REQUIREMENTS -
(1) According to the passage on Twitter etiquette, what is Twitter's tag line?
(2) Resume the passage on Twitter etiquette, picking up right after its last sentence.

SELECTED EXCERPT -
* begin *
Twitter’s tag line is simple. It’s three words, and it completely defines the entire purpose of Twitter Social Media. For those who don’t know, Twitter’s tag line is “Join the Conversation.” The platform will fail if you don’t join a conversation. Let’s start with one of my pet peeves (aside from people who back into parking spaces): not replying to an @reply.

I’m not talking about Mentions: “I’m at SBUX 173 with @zackkitzmiller.” I’m talking about not replying to “Hey, @zackkitzmiller, wanna get a coffee?” Not replying to an @reply is the internet equivalent to giving the cold shoulder to someone talking to you at the bar. It’s rude, it’s annoying, and worst of all, it ruins the atmosphere of the place you’re in.

Despite what the “media” says, Twitter is not a place to broadcast your meaningless nothings, even though it is (if you can follow that). Because of @replies, I’ve met some really great people, and, as a SIDE EFFECT, built my business.

Think about it this way. If you and I went to coffee, and I treated that gathering like some of you tweet twitter, it would go like this:

Me: Man, I really love the Starbucks, don’t you?
You: Yeah, it’s fantastic. What’s your favorite drink?

Me: I think I’m gonna grab a scone while I’m here. 

You: Uhh … Ok, are you gonna respond to me?

Me: I’m totally searching Digg while I’m here. Isn’t WiFi awesome?

You: All right, well … I’m gonna get going … Have a good day

Me: I can’t believe how cold it is in here.

Bottom Line: Read other people’s tweets, too, and respond when necessary.

The next trend that just absolutely blows my mind is (intentional?) mis-hashtagging. I see this all the time. “Walking down town in NYC. I’ve never been here #rockford.”
* end *
EXTRACTED INFORMATION -
* begin *
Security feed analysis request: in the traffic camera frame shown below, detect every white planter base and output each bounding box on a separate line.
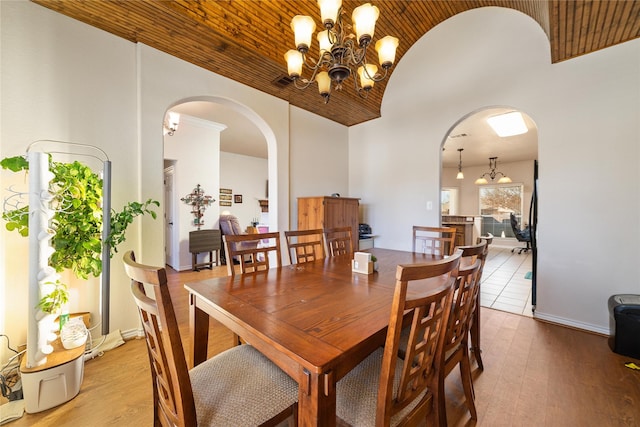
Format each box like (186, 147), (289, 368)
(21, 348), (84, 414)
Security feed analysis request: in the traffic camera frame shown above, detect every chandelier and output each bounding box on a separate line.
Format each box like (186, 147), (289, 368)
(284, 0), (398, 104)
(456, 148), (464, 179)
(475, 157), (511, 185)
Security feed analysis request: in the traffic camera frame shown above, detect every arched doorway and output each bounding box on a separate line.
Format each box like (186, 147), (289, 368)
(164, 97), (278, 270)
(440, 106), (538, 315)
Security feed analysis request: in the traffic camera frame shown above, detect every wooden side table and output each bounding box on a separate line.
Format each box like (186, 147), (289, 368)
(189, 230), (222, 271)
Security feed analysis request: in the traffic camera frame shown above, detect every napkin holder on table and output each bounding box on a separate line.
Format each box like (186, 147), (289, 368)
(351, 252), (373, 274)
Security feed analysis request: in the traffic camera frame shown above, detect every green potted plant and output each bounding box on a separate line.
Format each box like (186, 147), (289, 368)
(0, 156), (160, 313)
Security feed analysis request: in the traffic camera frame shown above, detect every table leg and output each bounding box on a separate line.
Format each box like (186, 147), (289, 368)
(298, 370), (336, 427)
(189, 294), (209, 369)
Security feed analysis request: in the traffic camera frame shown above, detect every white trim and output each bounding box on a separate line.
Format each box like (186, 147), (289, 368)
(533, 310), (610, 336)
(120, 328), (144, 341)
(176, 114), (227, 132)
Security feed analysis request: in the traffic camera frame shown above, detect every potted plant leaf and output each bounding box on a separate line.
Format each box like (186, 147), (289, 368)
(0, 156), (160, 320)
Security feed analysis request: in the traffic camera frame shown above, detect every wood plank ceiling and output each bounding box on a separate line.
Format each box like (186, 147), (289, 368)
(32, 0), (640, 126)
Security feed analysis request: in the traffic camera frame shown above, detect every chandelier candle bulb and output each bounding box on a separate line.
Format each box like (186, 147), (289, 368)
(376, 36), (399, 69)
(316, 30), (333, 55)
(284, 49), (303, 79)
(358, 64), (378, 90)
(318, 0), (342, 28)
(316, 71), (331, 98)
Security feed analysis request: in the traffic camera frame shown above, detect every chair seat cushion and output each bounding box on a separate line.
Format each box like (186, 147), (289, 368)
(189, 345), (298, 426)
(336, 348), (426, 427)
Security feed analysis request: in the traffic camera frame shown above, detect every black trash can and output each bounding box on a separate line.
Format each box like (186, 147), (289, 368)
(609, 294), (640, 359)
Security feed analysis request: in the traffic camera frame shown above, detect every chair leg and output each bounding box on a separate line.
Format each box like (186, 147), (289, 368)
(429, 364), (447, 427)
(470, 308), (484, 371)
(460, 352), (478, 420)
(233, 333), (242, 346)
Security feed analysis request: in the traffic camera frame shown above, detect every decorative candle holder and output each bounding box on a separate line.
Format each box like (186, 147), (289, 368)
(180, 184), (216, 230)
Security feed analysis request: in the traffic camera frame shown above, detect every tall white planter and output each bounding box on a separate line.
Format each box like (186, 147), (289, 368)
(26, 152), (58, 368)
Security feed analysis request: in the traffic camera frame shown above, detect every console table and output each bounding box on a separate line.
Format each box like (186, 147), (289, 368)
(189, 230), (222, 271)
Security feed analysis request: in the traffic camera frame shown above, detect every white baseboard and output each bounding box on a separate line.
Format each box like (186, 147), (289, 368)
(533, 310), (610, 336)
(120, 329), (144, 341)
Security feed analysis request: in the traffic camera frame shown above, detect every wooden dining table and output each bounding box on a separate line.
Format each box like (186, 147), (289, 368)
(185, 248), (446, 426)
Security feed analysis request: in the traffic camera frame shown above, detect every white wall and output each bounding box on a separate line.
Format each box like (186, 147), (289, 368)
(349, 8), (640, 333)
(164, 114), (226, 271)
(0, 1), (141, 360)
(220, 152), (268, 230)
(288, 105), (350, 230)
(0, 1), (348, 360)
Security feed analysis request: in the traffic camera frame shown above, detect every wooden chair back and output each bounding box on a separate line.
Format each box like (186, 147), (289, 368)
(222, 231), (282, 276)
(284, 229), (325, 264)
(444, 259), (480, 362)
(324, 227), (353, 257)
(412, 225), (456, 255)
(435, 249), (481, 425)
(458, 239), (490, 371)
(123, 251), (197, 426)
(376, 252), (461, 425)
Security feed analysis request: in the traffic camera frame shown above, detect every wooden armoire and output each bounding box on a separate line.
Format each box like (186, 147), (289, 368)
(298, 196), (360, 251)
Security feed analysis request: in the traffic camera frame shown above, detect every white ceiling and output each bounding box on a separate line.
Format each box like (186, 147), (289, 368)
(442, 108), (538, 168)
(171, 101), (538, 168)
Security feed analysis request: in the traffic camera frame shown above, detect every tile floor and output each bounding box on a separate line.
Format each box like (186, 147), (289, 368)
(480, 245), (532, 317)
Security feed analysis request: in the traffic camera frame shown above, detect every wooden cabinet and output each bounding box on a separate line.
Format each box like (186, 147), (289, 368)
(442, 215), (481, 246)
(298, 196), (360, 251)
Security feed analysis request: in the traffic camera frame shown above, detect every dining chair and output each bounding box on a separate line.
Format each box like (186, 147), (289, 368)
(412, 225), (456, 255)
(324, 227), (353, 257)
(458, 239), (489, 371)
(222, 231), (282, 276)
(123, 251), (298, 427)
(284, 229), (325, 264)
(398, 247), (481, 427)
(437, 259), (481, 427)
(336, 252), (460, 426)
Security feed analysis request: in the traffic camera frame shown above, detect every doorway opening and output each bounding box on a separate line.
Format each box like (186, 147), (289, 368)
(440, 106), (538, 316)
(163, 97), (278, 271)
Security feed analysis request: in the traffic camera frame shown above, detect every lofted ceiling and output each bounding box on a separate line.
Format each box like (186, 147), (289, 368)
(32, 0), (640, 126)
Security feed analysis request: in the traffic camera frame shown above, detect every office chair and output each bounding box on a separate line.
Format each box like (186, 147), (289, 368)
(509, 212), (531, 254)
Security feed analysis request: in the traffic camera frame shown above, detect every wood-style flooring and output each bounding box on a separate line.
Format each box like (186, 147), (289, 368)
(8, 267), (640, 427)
* end *
* begin *
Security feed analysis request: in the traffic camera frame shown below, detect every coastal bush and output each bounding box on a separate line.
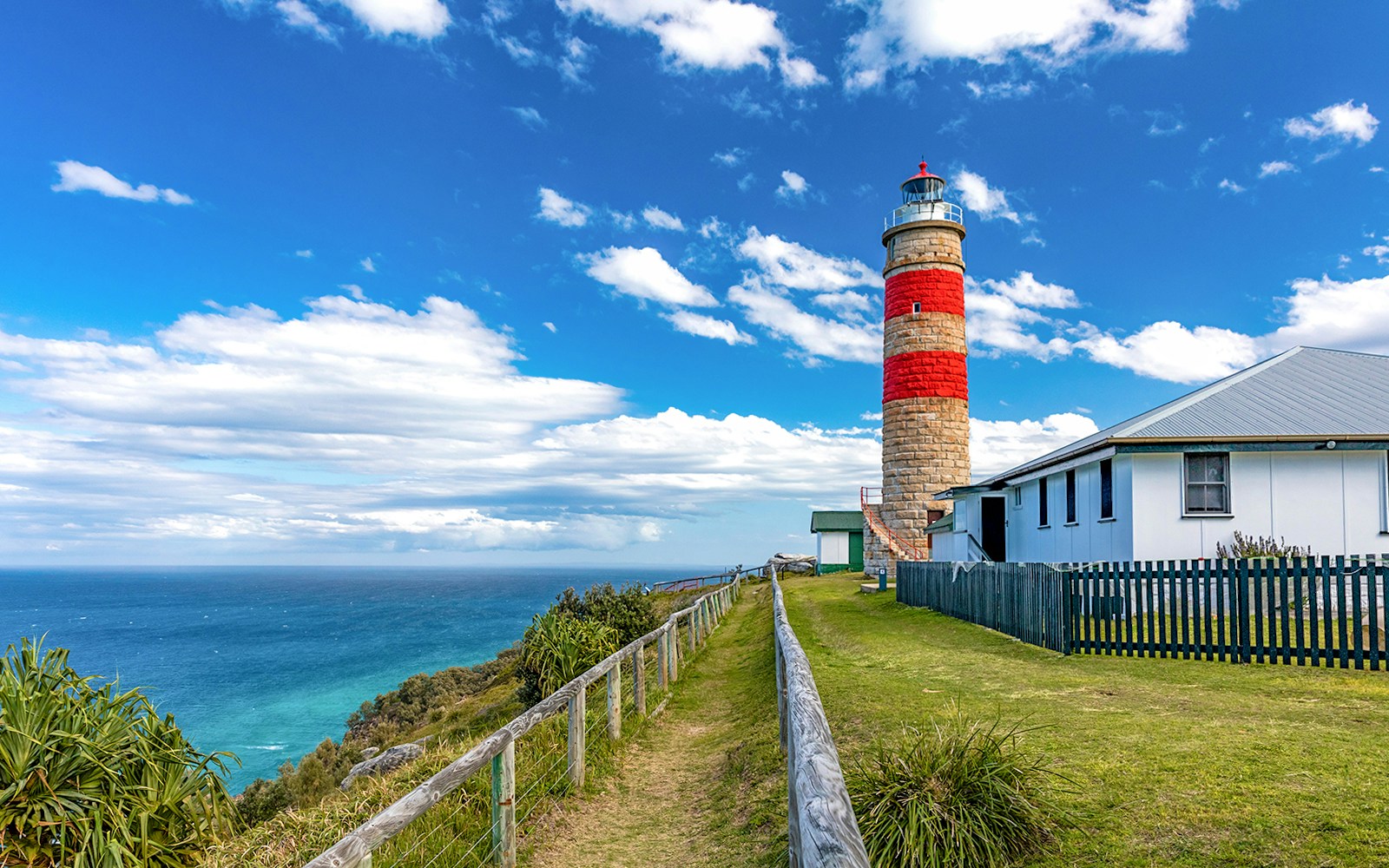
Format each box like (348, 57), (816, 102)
* end *
RESULTS FOR EACH TASK -
(1) Twitter's tag line is "Join the Conversation."

(2)
Hashtags are much like tagging anything else in your life—for example, pictures. If I took a picture of my new daughter, I would probably assign the following tags: family, fiona, firsts, crib, 1-year-old. I probably wouldn’t add the “remember-911” tag, because it doesn’t make any damn sense.

When I’m searching my photoset for pictures I took at Ground Zero, why would I want a picture of my newborn daughter? I wouldn’t. So why do I want to find a link to the Balloon Boy when I search for #rockford? I F*CKING WOULDN’T. Because it doesn’t make sense.

Now, there are times when tagging something can be a little funny, or playful, and that’s fine too. You can convey a lot of meaning. “I don’t understand why people would back into a parking space #justsayin”. This is playful, and most of the regulars understand what that means, and the voice I’m trying to use.
Bottom Line: Don’t hashtag things when it doesn’t make any damn sense.

And Finally … Social Media Gurus.

People who CLAIM they are “experts” in social media. Good Lord, being a social media guru is a lot like being a beer drinking guru at college, or being a bird and a worm eating guru. These people are usually chasing money, not their passions, and fill your twitter stream with spam, TONS on bit.ly links, (because they don’t know how much better tr.im is, or how to roll your own), rarely reply to @replies, and have thousands and thousands and thousands of followers.

Most 13 year old kids are social media experts, and usually better than people who claim to be one. They have billions of YouTube views (because they’re actually MAKING content, not just linking to it) and tons of friends (because they reply when asked a question), and they are famous, because they have built a fan base.
Social Media Experts don’t do this. They follow bajillions of people on twitter, get an 8% return on that, and use a bot to unfollow the rest, to bring their ratio back down. Then aggregate useless nothings.

update: fixed the conversation lines.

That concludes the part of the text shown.